### GIVEN INFORMATION:
-- Opening Marker --
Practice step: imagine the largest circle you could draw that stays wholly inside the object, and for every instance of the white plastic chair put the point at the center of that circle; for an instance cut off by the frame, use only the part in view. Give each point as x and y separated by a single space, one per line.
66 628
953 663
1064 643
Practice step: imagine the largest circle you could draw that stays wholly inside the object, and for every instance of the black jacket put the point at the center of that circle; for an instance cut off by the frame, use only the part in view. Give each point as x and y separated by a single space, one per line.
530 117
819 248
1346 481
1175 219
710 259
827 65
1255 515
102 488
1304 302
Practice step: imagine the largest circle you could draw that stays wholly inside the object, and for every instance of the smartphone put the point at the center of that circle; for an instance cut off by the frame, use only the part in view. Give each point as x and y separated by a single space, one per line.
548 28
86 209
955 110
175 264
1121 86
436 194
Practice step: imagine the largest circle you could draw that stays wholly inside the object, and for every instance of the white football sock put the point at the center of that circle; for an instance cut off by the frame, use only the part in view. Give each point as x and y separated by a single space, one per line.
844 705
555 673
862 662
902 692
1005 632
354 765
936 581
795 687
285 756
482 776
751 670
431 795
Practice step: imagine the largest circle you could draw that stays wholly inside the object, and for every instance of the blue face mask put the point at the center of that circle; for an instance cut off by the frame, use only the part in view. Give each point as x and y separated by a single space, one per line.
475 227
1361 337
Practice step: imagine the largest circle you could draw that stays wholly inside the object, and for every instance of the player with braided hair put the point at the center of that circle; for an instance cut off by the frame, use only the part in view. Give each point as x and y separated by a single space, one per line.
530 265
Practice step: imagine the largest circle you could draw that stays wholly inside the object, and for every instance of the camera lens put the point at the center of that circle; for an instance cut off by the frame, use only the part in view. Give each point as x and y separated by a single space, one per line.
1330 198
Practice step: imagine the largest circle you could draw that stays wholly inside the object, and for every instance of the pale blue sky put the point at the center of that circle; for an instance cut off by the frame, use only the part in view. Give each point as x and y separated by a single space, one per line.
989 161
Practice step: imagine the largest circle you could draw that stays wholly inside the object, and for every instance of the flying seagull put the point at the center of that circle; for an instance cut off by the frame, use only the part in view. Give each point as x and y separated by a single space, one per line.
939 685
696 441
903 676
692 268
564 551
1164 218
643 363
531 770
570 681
-- Closing Marker --
Where the line containing "of the flying" appears in the records above, begin copying and continue through the last line; copy each line exactly and include no others.

Practice step: imagine the largest circle you could draw that stays wholly inside the object, and for every instance of the flying seagull put the point at the center of that circle; for an instance cut off by the frame, use only the part in view. Give each point as x and y separated by a single space, one per line.
939 685
696 441
903 676
692 268
564 551
1164 218
643 363
531 770
570 681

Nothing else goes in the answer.